::: Page text

This combinator makes the Cairo binding very pleasant to use. Once Factor's image library supports some more formats -- PNG comes to mind -- it will be possible to render some graphics in a web app and serve it up as a PNG to the client. Of course Cairo can write PNGs already, so alternatively someone could write a high-level wrapper for those APIs instead.

So the Pango text backend makes Pango calls inside a make-bitmap-image, then passes the result to the OpenGL texture caching code I talked about last time.

Fixed-point and floating-point numbers

Pango uses fixed-point arithmetic for sub-pixel co-ordinates. I convert everything to and from floats when calling Pango using a pair of words:

CONSTANT: PANGO_SCALE 1024

: pango>float ( n -- x ) PANGO_SCALE /f ; inline
: float>pango ( x -- n ) PANGO_SCALE * >integer ; inline

For example, here is some code to convert a fixed-point PangoRectangle into a Factor rect type:

C-STRUCT: PangoRectangle
    { "int" "x" }
    { "int" "y" }
    { "int" "width" }
    { "int" "height" } ;

: PangoRectangle>rect ( PangoRectangle -- rect )
    [ [ PangoRectangle-x pango>float ] [ PangoRectangle-y pango>float ] bi 2array ]
    [ [ PangoRectangle-width pango>float ] [ PangoRectangle-height pango>float ] bi 2array ] bi
    <rect> ;

UTF8 strings and string offsets

The documentation for a few functions, such as pango_layout_line_x_to_index(), uses the following phrase: "the byte index for the grapheme in which the user clicked." What they really mean is the index of the first code point comprising the grapheme the user clicked, inside the UTF8-encoded string that you passed in when creating the layout.

This works well in languages such as C and Ruby 1.8 where a string is just an array of UTF8-encoded bytes, but in Factor, strings are an abstract sequence of Unicode code points with the actual internal encoding hidden from the developer. The Factor FFI takes care of encoding and decoding strings for you, but in this case, I want to convert code point indices to byte indices and this requires some work.

Consider a Unicode string such as "παν語". This string has 4 Unicode code points, so in Factor, it is a sequence of length 4. However, the UTF8 encoding of this string has 9 bytes:

π	2 bytes
α	2 bytes
ν	2 bytes
語	3 bytes

So for example, byte index 4 corresponds to string index 2. To convert from a string index to a byte index, it suffices to take the head of the string, and UTF8 encode it, and look and the byte length of the result. Going in the other direction requires building a mapping from byte indices to string indices and doing a binary search on it. Here is the Factor code:

: code-point-length ( n -- x )
    log2 {
        { [ dup 0 7 between? ] [ 1 ] }
        { [ dup 8 11 between? ] [ 2 ] }
        { [ dup 12 16 between? ] [ 3 ] }
        { [ dup 17 21 between? ] [ 4 ] }
    } cond nip ;

: code-point-offsets ( string -- indices )
    0 [ code-point-length + ] accumulate swap suffix ;

: utf8-index> ( n string -- n' )

::::::
::: Given data

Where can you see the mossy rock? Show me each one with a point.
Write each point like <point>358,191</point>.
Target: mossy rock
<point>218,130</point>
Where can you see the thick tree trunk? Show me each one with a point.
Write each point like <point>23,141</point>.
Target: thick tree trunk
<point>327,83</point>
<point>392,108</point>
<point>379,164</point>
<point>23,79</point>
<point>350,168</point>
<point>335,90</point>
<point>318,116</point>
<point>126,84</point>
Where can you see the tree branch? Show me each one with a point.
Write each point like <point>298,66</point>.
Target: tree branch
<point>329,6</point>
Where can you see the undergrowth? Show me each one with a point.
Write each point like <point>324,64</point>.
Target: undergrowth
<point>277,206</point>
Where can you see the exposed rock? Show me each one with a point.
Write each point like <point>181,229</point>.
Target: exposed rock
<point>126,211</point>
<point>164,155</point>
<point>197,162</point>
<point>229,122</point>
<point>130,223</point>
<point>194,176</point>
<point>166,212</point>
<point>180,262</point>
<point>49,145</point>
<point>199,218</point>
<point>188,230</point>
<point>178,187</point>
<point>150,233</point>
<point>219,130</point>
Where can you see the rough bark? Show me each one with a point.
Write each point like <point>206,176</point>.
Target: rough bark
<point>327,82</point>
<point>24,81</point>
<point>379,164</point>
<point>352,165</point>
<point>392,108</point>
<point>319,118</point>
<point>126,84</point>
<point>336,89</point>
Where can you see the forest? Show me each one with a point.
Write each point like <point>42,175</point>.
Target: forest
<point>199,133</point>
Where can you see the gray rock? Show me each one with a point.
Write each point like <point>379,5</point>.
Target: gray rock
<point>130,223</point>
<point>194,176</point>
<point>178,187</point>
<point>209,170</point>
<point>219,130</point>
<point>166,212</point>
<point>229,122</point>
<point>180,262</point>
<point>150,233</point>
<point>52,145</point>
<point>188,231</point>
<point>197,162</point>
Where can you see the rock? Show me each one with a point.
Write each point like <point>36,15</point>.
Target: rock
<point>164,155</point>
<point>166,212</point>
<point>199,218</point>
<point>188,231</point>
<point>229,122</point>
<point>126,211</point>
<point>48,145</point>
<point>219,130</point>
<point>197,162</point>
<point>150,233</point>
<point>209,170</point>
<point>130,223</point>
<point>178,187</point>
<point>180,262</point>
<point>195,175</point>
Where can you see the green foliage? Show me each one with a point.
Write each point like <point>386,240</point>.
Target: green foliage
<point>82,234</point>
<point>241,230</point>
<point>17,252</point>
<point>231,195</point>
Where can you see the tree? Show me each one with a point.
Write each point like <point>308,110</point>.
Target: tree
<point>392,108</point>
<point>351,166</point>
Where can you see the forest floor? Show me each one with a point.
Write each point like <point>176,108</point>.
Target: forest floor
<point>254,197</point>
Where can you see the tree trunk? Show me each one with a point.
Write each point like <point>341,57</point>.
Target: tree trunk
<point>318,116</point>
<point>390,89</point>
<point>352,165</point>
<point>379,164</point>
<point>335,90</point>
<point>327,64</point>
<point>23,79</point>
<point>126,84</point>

::::::

» Given problem A
In the Factor and Pango text, what value is PANGO_SCALE set to?
» Given problem B
Write out the passage of the Factor and Pango text between "UTF8 strings and" and "creating the layout.", inclusive.

» Response A
1024

» Response B
UTF8 strings and string offsets

The documentation for a few functions, such as pango_layout_line_x_to_index(), uses the following phrase: "the byte index for the grapheme in which the user clicked." What they really mean is the index of the first code point comprising the grapheme the user clicked, inside the UTF8-encoded string that you passed in when creating the layout.